Task instructions: Please show every line of the items below that contains the word "Query", copying each such line in full.

* Begin Provided records *

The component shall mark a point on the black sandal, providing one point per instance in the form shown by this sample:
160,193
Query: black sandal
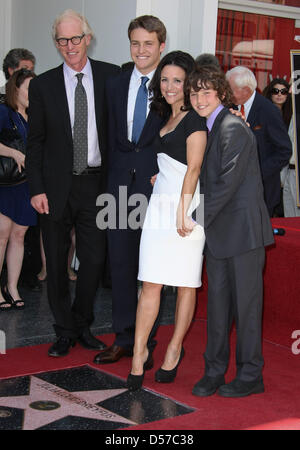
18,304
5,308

* End Provided records *
* Begin Provided records *

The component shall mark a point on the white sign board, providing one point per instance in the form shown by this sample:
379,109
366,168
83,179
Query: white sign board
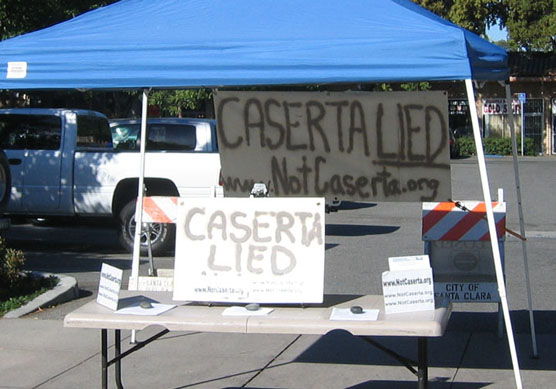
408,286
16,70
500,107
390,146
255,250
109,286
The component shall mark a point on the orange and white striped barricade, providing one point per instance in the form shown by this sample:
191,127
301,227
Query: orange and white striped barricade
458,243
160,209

* End Provided records *

Result for this task:
Query: black sandal
Query: white sign board
Query: orange and white striped barricade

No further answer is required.